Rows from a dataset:
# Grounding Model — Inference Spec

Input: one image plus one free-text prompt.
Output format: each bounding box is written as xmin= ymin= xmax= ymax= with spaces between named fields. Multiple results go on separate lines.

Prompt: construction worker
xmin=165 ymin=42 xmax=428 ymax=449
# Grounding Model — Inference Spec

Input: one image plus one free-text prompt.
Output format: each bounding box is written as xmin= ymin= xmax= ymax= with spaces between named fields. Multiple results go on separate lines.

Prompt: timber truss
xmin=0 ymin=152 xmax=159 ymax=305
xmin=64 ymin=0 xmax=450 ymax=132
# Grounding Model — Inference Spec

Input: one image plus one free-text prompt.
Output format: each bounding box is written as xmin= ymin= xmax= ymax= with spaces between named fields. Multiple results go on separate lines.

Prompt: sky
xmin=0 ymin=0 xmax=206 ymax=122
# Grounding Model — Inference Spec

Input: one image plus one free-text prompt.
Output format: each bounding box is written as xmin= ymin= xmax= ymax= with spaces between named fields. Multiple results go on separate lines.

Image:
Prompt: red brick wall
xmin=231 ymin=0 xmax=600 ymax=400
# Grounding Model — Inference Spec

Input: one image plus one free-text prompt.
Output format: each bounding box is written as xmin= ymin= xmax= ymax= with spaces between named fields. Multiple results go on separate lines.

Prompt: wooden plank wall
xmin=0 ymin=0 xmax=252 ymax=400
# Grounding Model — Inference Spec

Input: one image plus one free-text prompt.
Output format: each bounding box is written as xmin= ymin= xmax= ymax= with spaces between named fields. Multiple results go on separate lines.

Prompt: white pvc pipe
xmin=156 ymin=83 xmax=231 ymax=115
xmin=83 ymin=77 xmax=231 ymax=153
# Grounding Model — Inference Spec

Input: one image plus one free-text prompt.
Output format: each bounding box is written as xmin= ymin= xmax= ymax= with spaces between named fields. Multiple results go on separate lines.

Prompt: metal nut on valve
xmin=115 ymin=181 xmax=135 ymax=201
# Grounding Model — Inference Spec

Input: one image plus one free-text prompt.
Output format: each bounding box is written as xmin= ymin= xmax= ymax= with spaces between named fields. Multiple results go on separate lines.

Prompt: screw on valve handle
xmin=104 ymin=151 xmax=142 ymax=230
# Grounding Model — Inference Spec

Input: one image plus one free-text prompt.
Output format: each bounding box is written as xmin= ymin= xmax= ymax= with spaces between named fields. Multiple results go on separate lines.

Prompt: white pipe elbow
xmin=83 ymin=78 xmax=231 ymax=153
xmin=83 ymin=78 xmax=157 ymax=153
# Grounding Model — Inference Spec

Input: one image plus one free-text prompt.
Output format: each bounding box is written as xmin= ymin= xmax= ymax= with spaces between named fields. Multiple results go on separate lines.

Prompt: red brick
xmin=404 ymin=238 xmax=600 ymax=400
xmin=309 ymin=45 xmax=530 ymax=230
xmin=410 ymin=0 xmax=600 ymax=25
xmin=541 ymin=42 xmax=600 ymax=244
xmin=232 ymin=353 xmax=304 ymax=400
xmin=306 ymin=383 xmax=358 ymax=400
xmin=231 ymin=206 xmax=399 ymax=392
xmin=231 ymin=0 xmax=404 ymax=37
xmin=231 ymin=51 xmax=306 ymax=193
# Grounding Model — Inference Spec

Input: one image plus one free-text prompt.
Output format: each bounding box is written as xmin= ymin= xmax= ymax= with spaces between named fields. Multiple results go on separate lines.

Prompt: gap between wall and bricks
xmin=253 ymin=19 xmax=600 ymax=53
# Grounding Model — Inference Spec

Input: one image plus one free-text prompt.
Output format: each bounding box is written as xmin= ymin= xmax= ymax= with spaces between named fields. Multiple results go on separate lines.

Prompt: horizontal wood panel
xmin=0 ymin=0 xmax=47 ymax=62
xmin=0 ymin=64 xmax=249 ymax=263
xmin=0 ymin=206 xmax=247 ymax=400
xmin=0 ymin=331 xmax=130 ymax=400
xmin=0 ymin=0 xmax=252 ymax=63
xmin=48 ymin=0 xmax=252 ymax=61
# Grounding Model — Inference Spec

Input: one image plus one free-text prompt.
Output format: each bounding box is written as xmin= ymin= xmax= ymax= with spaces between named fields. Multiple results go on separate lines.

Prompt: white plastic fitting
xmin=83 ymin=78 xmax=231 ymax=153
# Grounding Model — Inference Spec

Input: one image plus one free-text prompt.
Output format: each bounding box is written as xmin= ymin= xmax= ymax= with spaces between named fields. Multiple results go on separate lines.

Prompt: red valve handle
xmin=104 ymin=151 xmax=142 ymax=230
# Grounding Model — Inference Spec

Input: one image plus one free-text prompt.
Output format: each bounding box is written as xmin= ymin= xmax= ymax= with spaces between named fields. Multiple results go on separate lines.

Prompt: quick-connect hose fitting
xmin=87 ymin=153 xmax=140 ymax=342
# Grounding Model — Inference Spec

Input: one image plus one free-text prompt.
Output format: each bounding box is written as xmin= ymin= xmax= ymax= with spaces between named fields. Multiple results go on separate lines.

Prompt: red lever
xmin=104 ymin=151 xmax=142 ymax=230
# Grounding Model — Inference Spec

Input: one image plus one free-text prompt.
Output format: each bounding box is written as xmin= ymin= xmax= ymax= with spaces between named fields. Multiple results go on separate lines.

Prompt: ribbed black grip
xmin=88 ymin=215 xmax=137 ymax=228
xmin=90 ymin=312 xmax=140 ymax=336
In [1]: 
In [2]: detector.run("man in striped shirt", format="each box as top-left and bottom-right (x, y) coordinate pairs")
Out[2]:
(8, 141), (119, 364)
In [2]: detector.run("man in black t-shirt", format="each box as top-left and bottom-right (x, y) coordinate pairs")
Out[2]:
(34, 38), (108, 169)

**Goal:** How many lines in the rows above contain the string "detector"? Reply with only the number.

**Reply to the task:** 2